'''
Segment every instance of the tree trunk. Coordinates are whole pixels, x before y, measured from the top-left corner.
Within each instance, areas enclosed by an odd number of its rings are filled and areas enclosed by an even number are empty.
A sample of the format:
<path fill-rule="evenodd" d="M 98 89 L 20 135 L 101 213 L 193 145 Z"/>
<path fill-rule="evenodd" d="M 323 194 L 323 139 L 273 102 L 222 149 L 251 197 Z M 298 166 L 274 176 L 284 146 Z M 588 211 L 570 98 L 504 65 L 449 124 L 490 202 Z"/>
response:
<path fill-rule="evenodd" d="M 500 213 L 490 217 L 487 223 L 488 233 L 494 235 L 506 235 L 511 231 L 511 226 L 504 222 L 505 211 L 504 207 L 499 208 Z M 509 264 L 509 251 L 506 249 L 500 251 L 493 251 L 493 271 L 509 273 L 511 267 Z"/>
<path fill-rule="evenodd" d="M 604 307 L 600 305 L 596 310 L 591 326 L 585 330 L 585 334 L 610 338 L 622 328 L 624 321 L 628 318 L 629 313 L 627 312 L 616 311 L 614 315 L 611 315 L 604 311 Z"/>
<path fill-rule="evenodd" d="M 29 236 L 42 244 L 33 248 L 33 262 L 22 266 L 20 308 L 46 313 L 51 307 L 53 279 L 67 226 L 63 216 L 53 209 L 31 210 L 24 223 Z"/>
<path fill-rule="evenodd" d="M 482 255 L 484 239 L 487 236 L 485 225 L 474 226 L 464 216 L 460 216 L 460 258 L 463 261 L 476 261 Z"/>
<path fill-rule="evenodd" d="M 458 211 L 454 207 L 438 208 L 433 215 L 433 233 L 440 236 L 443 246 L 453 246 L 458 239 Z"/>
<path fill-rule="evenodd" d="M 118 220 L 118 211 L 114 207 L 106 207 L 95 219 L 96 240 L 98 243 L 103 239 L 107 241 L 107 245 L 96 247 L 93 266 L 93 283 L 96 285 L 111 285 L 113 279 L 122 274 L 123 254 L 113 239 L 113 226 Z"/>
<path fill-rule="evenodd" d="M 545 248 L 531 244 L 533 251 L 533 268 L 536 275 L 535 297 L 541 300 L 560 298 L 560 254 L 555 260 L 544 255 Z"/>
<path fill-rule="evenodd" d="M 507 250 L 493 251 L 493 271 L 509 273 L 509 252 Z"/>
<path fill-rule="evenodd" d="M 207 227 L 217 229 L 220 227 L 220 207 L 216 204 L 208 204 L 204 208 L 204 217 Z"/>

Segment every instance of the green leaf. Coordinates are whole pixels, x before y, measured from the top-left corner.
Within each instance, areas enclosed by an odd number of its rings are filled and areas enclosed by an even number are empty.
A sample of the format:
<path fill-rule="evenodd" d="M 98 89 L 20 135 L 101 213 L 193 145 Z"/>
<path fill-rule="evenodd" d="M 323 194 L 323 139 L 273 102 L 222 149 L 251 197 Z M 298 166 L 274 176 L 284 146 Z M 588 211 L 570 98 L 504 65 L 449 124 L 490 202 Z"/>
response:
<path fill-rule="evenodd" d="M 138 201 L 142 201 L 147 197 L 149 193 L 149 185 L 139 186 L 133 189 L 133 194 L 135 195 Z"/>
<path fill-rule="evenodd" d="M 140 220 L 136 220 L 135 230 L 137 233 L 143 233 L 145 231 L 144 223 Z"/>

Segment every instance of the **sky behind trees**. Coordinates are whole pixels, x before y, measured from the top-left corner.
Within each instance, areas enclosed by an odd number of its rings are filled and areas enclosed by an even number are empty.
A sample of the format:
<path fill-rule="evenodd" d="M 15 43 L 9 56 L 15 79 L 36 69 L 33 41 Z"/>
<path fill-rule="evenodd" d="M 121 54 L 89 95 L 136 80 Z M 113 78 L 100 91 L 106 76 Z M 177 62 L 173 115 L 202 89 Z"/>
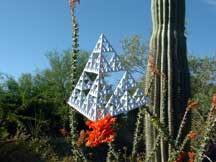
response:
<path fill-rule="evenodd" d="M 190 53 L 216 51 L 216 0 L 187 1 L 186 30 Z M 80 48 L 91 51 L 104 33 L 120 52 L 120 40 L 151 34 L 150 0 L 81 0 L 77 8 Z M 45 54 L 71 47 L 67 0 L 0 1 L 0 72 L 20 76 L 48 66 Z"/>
'''
'''
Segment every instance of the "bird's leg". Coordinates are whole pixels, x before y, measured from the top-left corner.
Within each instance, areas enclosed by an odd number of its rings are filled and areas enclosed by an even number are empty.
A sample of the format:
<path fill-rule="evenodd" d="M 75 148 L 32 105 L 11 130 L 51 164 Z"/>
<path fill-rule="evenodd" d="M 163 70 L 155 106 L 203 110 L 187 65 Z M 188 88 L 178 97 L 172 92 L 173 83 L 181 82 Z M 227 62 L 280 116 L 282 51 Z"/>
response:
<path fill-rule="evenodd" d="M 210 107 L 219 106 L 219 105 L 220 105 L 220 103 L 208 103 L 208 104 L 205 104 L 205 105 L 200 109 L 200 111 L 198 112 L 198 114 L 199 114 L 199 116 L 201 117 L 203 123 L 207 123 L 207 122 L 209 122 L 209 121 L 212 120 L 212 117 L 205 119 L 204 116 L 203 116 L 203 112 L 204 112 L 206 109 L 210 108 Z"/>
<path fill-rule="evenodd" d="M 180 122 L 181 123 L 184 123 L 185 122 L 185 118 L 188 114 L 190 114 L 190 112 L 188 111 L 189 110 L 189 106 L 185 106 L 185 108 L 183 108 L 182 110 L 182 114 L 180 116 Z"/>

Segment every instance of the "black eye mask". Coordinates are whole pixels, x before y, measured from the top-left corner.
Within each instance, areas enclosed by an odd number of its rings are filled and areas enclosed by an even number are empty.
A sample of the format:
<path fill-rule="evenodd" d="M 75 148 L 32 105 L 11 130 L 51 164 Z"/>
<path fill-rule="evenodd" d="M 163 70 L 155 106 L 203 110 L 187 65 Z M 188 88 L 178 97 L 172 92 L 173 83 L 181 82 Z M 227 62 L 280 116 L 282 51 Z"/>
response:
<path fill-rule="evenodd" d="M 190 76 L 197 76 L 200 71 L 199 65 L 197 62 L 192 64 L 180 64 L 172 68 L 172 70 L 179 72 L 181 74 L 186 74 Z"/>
'''
* _What the task requires_:
Search the entries for the word "measured", then list each line that holds it.

* _Task answer_:
Segment every instance of the tree trunk. Coordinates are whole pixels, x before y, measured from the top-left corner.
Segment every instance of the green leaf. Coordinates are whole pixels, x before y, measured from the top-left corner.
Segment every instance of the **sky behind trees**. Coordinates are whole pixels, x before y, measured from the top-left corner.
Segment every instance of the "bird's leg". Coordinates are whole pixels, x before y, measured from the top-left corner.
Segment every instance of the "black eye mask". Coordinates are whole pixels, x before y, measured from the top-left corner.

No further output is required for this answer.